• **WHAT THE TASK REQUIRES**: Put every line of the material below into a JSON list of strings, with one string per line. Leave out the blank lines and the pictures.

• **DATA SUPPLIED**:
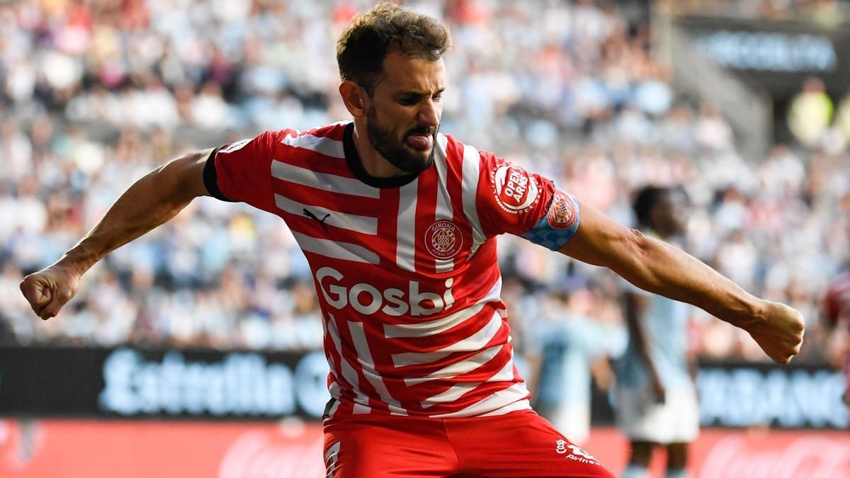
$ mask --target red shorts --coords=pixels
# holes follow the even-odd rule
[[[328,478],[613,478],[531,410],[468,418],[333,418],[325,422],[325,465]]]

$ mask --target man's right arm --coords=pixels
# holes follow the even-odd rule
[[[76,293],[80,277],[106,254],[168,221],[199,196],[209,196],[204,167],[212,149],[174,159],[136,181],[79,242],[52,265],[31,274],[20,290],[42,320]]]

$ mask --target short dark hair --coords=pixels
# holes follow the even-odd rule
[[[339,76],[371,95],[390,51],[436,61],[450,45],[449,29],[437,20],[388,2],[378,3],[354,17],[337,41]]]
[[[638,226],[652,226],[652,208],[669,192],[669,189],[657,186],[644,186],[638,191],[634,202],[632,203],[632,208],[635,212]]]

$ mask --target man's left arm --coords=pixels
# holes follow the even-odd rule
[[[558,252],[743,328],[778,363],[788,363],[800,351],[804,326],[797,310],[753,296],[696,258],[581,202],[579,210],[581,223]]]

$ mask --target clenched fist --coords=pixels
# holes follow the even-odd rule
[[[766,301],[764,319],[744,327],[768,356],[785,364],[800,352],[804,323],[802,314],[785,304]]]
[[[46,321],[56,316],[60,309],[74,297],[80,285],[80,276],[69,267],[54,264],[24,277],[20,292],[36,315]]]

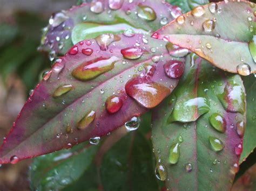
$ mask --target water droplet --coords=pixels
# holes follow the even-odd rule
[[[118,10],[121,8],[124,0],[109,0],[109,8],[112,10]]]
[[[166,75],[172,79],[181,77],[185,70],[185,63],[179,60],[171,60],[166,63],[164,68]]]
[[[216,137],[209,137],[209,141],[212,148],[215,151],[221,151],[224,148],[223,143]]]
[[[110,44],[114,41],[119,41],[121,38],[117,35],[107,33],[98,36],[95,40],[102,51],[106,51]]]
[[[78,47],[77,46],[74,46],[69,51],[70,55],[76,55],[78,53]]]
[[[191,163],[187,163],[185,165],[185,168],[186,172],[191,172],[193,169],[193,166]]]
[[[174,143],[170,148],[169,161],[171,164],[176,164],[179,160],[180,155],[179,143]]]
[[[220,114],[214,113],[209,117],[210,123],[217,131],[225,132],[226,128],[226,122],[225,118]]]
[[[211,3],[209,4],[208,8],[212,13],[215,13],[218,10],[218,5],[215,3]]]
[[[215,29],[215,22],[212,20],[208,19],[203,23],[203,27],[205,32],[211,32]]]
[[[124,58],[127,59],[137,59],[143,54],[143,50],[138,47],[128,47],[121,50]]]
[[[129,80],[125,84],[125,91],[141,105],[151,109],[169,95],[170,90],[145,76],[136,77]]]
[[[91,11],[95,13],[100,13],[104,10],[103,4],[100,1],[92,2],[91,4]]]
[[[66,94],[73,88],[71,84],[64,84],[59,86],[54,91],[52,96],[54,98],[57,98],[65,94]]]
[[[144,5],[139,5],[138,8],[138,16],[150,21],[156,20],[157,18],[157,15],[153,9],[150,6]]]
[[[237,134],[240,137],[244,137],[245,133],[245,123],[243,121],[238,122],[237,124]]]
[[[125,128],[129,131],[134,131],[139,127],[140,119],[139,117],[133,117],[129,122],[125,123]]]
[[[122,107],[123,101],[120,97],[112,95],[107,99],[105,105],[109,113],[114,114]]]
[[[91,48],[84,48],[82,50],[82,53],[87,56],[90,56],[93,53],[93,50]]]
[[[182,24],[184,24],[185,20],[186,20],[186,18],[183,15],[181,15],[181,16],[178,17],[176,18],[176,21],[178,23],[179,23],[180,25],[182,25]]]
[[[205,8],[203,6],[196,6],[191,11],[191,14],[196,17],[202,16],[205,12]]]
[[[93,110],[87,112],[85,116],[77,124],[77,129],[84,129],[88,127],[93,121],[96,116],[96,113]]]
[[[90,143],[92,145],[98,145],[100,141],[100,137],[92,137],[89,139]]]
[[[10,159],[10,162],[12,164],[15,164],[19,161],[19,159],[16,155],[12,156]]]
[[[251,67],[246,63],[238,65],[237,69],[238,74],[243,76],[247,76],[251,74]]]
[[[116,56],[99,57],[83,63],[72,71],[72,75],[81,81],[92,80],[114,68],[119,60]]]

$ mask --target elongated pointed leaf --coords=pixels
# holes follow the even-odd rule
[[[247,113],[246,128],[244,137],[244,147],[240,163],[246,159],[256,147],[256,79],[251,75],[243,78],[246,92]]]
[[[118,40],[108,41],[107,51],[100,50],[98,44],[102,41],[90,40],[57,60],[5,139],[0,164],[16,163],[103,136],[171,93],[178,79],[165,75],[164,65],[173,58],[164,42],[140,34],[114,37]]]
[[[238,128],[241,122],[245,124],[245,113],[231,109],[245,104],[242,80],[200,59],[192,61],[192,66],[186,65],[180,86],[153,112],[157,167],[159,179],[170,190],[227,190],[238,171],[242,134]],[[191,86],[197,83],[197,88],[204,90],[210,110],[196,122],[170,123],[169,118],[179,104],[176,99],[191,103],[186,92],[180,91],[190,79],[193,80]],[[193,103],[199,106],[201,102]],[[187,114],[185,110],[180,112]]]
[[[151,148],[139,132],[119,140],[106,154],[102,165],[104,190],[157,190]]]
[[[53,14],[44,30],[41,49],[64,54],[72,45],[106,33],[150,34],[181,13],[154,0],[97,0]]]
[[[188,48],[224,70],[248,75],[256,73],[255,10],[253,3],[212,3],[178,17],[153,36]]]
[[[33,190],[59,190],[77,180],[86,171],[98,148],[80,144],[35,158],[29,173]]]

• **TASK RESULT**:
[
  "$ mask --target red shorts --coords=pixels",
  "# holes follow the even-odd rule",
  "[[[328,478],[613,478],[531,410],[468,418],[333,418],[325,422],[325,465]]]",
  "$ mask --target man's right arm --coords=pixels",
  "# holes follow the even-odd rule",
  "[[[76,293],[80,277],[106,254],[168,221],[199,196],[209,196],[204,167],[212,149],[174,159],[136,181],[79,242],[52,265],[31,274],[20,290],[42,320]]]",
  "$ mask --target short dark hair --coords=pixels",
  "# holes follow the even-odd rule",
  "[[[339,76],[371,95],[390,51],[436,61],[450,45],[449,29],[437,20],[388,2],[378,3],[354,17],[337,41]]]",
  "[[[638,226],[652,226],[652,208],[669,192],[669,189],[657,186],[644,186],[638,191],[634,202],[632,203],[632,208],[635,212]]]",
  "$ mask --target man's left arm --coords=pixels",
  "# holes follow the even-odd rule",
  "[[[558,252],[743,328],[778,363],[788,363],[800,351],[804,326],[797,310],[753,296],[696,258],[581,202],[579,210],[581,223]]]",
  "$ mask --target clenched fist --coords=pixels",
  "# holes follow the even-odd rule",
  "[[[766,301],[764,319],[744,327],[768,356],[785,364],[800,352],[804,323],[802,314],[785,304]]]",
  "[[[46,321],[56,316],[60,309],[74,297],[80,285],[80,276],[69,267],[54,264],[24,277],[20,292],[36,315]]]",
  "$ mask --target water droplet --coords=pixels",
  "# holes follow the even-odd rule",
  "[[[118,10],[121,8],[124,0],[109,0],[109,8],[112,10]]]",
  "[[[166,75],[172,79],[181,77],[185,70],[185,63],[179,60],[171,60],[166,63],[164,68]]]",
  "[[[216,137],[209,137],[209,141],[212,148],[215,151],[221,151],[224,148],[223,143]]]",
  "[[[110,44],[114,41],[119,41],[121,38],[117,35],[107,33],[98,36],[95,40],[102,51],[106,51]]]",
  "[[[78,47],[77,46],[74,46],[69,51],[70,55],[76,55],[78,53]]]",
  "[[[191,163],[187,163],[185,165],[185,168],[186,172],[191,172],[193,169],[193,166]]]",
  "[[[174,143],[170,148],[169,161],[171,164],[176,164],[179,160],[180,155],[179,143]]]",
  "[[[220,114],[214,113],[209,117],[210,123],[217,131],[225,132],[226,128],[226,122],[225,118]]]",
  "[[[211,3],[209,4],[208,8],[212,13],[215,13],[218,10],[218,5],[215,3]]]",
  "[[[215,29],[215,22],[212,20],[208,19],[203,23],[203,27],[205,32],[211,32]]]",
  "[[[124,58],[127,59],[137,59],[143,54],[143,50],[138,47],[128,47],[121,50]]]",
  "[[[129,80],[125,84],[125,91],[141,105],[151,109],[169,95],[170,90],[145,76],[136,77]]]",
  "[[[91,11],[95,13],[100,13],[104,10],[103,4],[100,1],[92,2],[91,4]]]",
  "[[[66,94],[73,88],[71,84],[64,84],[59,86],[54,91],[52,96],[54,98],[57,98],[65,94]]]",
  "[[[144,5],[139,5],[138,8],[138,16],[150,21],[156,20],[157,18],[157,15],[153,9],[150,6]]]",
  "[[[237,134],[240,137],[244,137],[245,133],[245,123],[243,121],[238,122],[237,124]]]",
  "[[[125,128],[129,131],[134,131],[139,127],[140,119],[139,117],[133,117],[129,122],[125,123]]]",
  "[[[122,107],[123,101],[120,97],[112,95],[107,99],[105,105],[109,113],[114,114]]]",
  "[[[91,48],[84,48],[82,50],[82,53],[87,56],[90,56],[93,53],[93,50]]]",
  "[[[182,24],[184,24],[185,20],[186,20],[186,18],[183,15],[181,15],[181,16],[178,17],[176,18],[176,21],[178,23],[179,23],[180,25],[182,25]]]",
  "[[[205,8],[203,6],[196,6],[191,11],[191,14],[196,17],[202,16],[205,12]]]",
  "[[[93,110],[87,112],[85,116],[77,124],[77,129],[84,129],[88,127],[93,121],[96,116],[96,113]]]",
  "[[[90,143],[92,145],[98,145],[100,141],[100,137],[92,137],[89,139]]]",
  "[[[10,159],[10,162],[12,164],[15,164],[19,161],[19,159],[16,155],[12,156]]]",
  "[[[251,67],[246,63],[238,65],[237,69],[238,74],[243,76],[247,76],[251,74]]]",
  "[[[116,56],[99,57],[83,63],[72,71],[72,75],[81,81],[92,80],[114,68],[119,60]]]",
  "$ mask --target elongated pointed leaf --coords=pixels",
  "# holes follow the even-odd rule",
  "[[[247,113],[246,128],[244,137],[244,147],[240,163],[246,159],[256,147],[256,79],[251,75],[243,78],[246,92]]]",
  "[[[118,40],[108,41],[107,51],[100,50],[98,44],[102,41],[90,40],[57,60],[5,139],[0,164],[16,163],[103,136],[171,93],[178,79],[165,75],[164,65],[173,58],[164,42],[140,34],[114,37]]]",
  "[[[238,128],[241,122],[245,124],[245,113],[231,109],[245,104],[242,80],[200,59],[192,61],[192,66],[186,65],[180,86],[153,112],[157,167],[159,179],[170,190],[227,190],[238,171],[242,134]],[[191,86],[197,83],[197,88],[204,90],[210,110],[196,122],[170,123],[169,118],[179,104],[176,99],[191,103],[186,92],[180,91],[190,79],[193,80]],[[193,103],[199,106],[201,102]],[[187,114],[185,110],[180,112]]]",
  "[[[151,148],[139,132],[119,140],[106,154],[102,165],[104,190],[157,190]]]",
  "[[[53,14],[44,30],[41,49],[64,54],[72,45],[106,33],[150,34],[181,13],[154,0],[97,0]]]",
  "[[[188,48],[224,70],[248,75],[256,73],[255,10],[253,3],[212,3],[178,17],[153,36]]]",
  "[[[33,190],[59,190],[77,180],[86,171],[98,148],[80,144],[35,158],[29,173]]]"
]